Playwright William Inge, with a rep that waxes & wanes (currently waxing) as MidWest cousin to Tennessee Williams, tends to show his limitations in characters that often feel like Tennessee Williams rejects. Here, families in a ‘typical’ all-white MidWest town, but from different sides of the track (literally and figuratively), scratch the usual itches over a long, hot Labor Day celebration (sunup to sundown; plus tomorrow morn) as hunky William Holden’s out-of-town-stranger (college pal of local scion Cliff Robertson) bums his way up everyone’s gonads with manly testosterone dew. Debuting director Joshua Logan, who’d done the play on B’way (with Ralph Meeker &, Paul Newman) and previously only dabbled in film, has his cast playing to the balcony, even when whispering. Rosalind Russell’s sexually frustrated spinster teacher gets the worst of it, metaphorically ‘raping’ Holden when not ‘indicating’ her every desire. As sisters, Kim Novak (the looker) & Susan Strasberg (the brain) demonstrate the difference in film & stage acting, but do get Inge’s main point across: above the neck or below, sex rules the senses. Holden tried shaving a few years off his chest to finish his Columbia contract with a part he knew he’d outgrown. More worrisome, he’d have to dance. Logan took care of that by shooting his dance of seduction with Novak entirely from the waist up. They sway. But in general, Logan stiffens whenever three or more characters share the screen. So explain the super effective coverage of picnic gambols & fairground larking, some of the best work of his career? Credit cinematographer James Wong Howe who (according to assistant Haskell Wexler) all but co-directed much of the pic.* Visually, Logan never did anything to match this first outing.

ATTENTION MUST BE PAID: *And Logan knew it, writing to Howe: ‘Jimmie, if I have been a successful director in this picture, it is enormously due to the encouragement, ideas and editing that you gave to me so generously . . . Very few times in my life have I worked with as fine an artist as you.’ Later, Logan would be particularly insensitive, even jarring, in blithely cutting between location & studio work.

DOUBLE-BILL: Logan double-dipped on Inge in a far stagier follow-up: BUS STOP/’56, with Betty Field & Arthur O’Connell, holdovers from this film, plus Eileen Heckart who did the Roz Russell PICNIC role on B’way, and acclaimed, if overripe turns from a debuting Don Murray and Marilyn Monroe in her ‘serious’ acting mode.

### Recorded information
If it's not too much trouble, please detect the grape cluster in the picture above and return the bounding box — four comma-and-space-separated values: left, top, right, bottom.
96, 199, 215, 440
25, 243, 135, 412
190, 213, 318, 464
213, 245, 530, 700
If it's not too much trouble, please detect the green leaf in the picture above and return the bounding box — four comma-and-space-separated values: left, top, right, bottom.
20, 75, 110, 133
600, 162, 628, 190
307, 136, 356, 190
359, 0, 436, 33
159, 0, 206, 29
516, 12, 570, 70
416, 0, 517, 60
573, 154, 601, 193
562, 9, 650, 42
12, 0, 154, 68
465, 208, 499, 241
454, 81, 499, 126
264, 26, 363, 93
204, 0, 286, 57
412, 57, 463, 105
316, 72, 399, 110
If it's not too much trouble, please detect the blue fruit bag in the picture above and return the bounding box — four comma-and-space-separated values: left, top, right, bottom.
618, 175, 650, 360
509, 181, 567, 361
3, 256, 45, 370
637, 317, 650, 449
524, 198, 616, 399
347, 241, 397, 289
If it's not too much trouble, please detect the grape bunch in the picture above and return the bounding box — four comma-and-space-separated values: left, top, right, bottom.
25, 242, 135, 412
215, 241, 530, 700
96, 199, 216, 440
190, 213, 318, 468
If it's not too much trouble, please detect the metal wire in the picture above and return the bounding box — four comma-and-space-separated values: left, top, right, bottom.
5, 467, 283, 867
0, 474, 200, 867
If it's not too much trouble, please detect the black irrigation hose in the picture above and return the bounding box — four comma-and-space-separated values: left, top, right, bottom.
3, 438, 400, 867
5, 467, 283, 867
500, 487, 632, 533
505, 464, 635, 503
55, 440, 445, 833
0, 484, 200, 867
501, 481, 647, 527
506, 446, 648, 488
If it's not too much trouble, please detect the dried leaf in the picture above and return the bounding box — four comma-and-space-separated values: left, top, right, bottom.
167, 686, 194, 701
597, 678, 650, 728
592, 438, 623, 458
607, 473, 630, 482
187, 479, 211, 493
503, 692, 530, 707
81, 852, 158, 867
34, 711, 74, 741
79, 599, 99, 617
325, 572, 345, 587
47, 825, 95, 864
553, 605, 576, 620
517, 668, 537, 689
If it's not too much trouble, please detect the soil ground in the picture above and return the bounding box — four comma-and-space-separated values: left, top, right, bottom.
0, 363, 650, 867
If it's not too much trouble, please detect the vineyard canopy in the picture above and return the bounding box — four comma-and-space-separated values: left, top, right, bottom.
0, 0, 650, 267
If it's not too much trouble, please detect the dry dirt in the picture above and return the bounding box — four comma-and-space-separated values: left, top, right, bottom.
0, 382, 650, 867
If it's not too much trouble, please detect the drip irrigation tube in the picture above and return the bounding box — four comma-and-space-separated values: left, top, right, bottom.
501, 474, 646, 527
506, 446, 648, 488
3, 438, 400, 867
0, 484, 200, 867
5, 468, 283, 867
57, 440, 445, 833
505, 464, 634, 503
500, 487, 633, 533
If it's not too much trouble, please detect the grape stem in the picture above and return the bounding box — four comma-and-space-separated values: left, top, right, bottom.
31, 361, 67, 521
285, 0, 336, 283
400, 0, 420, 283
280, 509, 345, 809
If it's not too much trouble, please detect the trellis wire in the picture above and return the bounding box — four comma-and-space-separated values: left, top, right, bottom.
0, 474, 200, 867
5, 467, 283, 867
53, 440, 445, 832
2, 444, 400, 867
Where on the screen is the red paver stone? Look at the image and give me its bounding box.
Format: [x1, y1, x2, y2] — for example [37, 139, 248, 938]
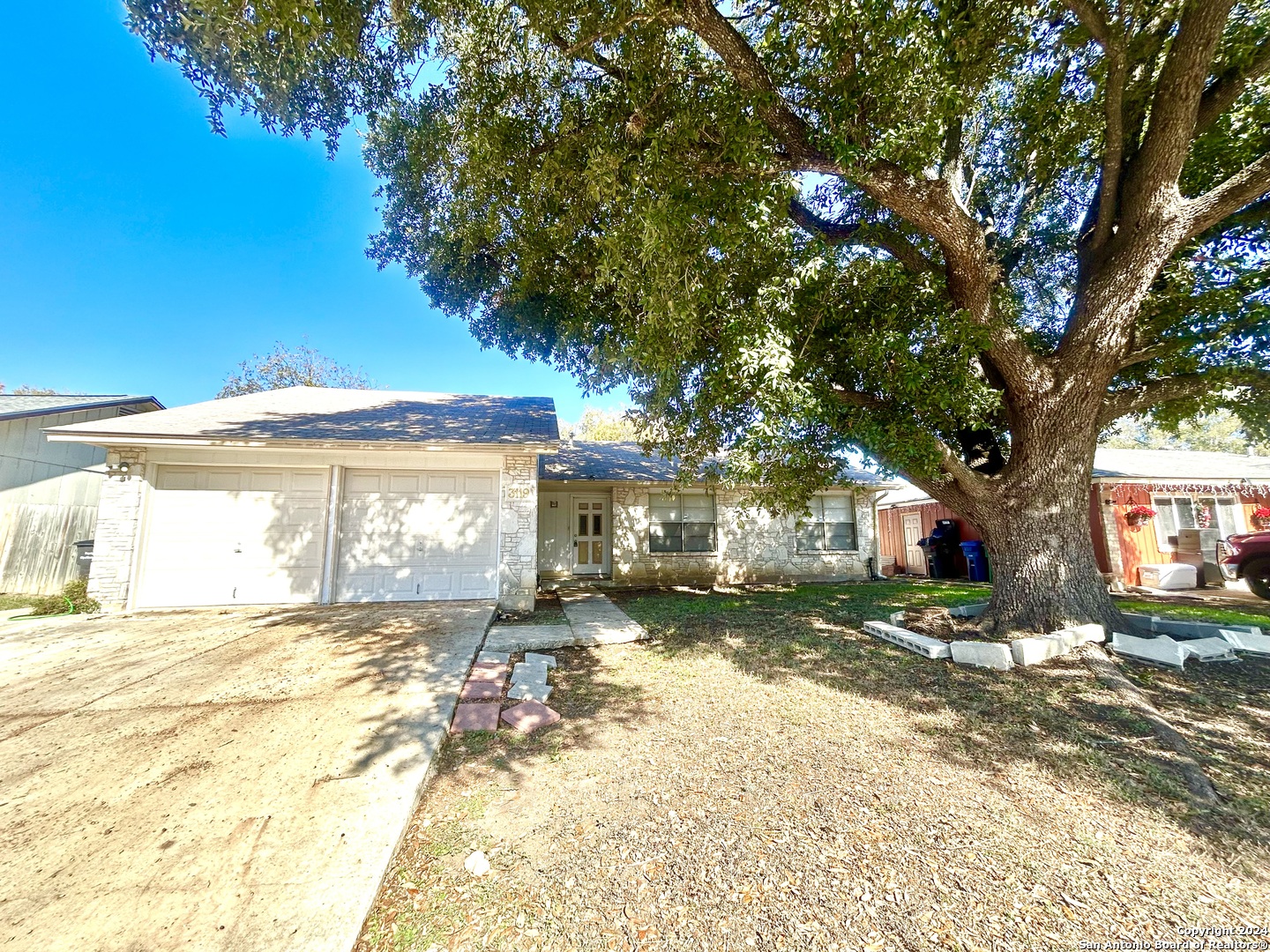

### What to do
Reproduce the passage from "ATTENTION MUST BE" to "location & studio work." in the review of the film Picnic above, word for word.

### Final answer
ATTENTION MUST BE PAID: *And Logan knew it, writing to Howe: ‘Jimmie, if I have been a successful director in this picture, it is enormously due to the encouragement, ideas and editing that you gave to me so generously . . . Very few times in my life have I worked with as fine an artist as you.’ Later, Logan would be particularly insensitive, even jarring, in blithely cutting between location & studio work.